- 提供テキスト -
____________

菓子氏 1つの時代の大転換で大きな物語のヤマがあります。うねりが作りやすいですよね。

-描く時代はどのように決まるのでしょうか

菓子氏 私は歴史にそれほど詳しくないので、歴史学者の方のレクチャーを受け、だいたい平安から昭和までどういう題材があるのか、勉強会を複数回お願いしたこともありました。脚本を大森美香さんに決め、それから二人三脚で考えました。

-それで幕末を

菓子氏 幕末は戦国と並んで人気の時代。大森さんが朝ドラ「あさが来た」を担当され、幕末をかなり調べていました。作家になじみがあるので、時代は幕末に決めました。

-戦国に比べると幕末は視聴率が厳しいというジンクスもあります

菓子氏 戦国ものでも数字が低い作品もあります。幕末は起きていることが複雑でそれを説明しようとすると物語が複雑になり、視聴者に敬遠されるのかなと思います。薩摩なのか長州なのか、会津なのか。見方によって解釈が違ってくるのも難しいですね。

-幕末でなぜ渋沢を

菓子氏 最初から渋沢を選んだわけではありません。何人かを選び、すでに描かれた方なら「差別化」を考えねばなりません。幕末は個性豊かな登場人物が多いのも魅力です。

____________

- 課題 1 -
提供テキストで、脚本を任されたのは誰か。
- 課題 2 -
提供テキストの最後の文の後から、その続きを書け。

____________

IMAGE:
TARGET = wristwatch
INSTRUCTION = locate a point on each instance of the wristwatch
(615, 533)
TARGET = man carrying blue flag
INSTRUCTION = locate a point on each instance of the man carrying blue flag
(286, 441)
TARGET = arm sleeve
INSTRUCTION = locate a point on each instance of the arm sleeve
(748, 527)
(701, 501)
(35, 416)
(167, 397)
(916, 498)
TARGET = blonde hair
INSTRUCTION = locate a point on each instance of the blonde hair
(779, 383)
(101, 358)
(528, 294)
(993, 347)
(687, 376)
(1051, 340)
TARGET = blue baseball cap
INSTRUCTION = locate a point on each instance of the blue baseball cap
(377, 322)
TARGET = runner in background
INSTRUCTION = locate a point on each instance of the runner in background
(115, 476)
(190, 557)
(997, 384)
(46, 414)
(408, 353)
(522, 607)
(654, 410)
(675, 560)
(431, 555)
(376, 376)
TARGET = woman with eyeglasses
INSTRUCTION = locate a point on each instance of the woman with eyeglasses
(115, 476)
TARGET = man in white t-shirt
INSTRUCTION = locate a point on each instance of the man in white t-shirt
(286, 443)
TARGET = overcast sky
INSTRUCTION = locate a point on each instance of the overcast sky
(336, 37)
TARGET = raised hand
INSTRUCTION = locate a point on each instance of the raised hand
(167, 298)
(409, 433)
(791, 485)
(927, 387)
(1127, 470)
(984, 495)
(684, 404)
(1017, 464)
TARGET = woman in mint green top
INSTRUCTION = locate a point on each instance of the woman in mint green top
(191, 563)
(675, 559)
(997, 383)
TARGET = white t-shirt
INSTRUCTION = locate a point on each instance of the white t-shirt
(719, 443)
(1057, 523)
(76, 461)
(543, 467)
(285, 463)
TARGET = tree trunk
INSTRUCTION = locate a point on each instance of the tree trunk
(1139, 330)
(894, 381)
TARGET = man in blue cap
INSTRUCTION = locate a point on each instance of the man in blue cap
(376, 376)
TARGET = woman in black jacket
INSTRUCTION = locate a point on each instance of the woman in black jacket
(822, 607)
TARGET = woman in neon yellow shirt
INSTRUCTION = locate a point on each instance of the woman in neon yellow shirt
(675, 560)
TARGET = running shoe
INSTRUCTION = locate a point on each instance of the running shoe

____________

- 解答 1 -
大森美香さん。

- 解答 2 -
-CPが人物を決められるのですか

菓子氏 いえいえ。まず分厚い企画書を作り、部長に出し、そこからセンター長、局長、役員まで上がり、最後は会長の承認も必要です。過去にはその段階でついえた企画もあります。

-19年4月に、渋沢が新1万円札の顔になることが発表されました

菓子氏 その段階ではまだ候補の1人でした。その後の話し合いで決まり、お札にも決まり、風も後押ししてくれた感じです。

-波瀾(はらん)万丈の人ですね

菓子氏 農民から尊王攘夷(じょうい)で武士になり、幕府を倒そうとしたら慶喜の家臣になり幕府に入る。幕府が倒れた後は新政府にスカウトされ、その後は実業家に転身。人生のおもしろさにひかれました。そして、周囲も個性豊かな人物が多い。いとこの惇忠(田辺誠一)は富岡製糸場の初代場長になりますし、同じくいとこで相棒の喜作(高良健吾)は途中まで渋沢と同じ道を歩みますが、徳川のために戦い、最後は函館の五稜郭で果てる。フィクションだと後付けする人物を創設しますが、その必要がないほどドラマチックな要素がたくさんありました。

-渋沢の名前は誰もが知っていながら、キャラクターは浸透していません

菓子氏 電気、ガス、鉄道、病院など、おおよその企業(の設立)には渋沢が関わっていますが、渋沢の恩恵を受けていることはあまり知られていません。そこは説明すれば理解はしていただけるかなと。あと、坂本龍馬や新選組のように刷り込まれたパブリックイメージもありません。大森さんが詳しく調べ、史実ベースで作られており間違ったキャラクターにはなっていないと思います。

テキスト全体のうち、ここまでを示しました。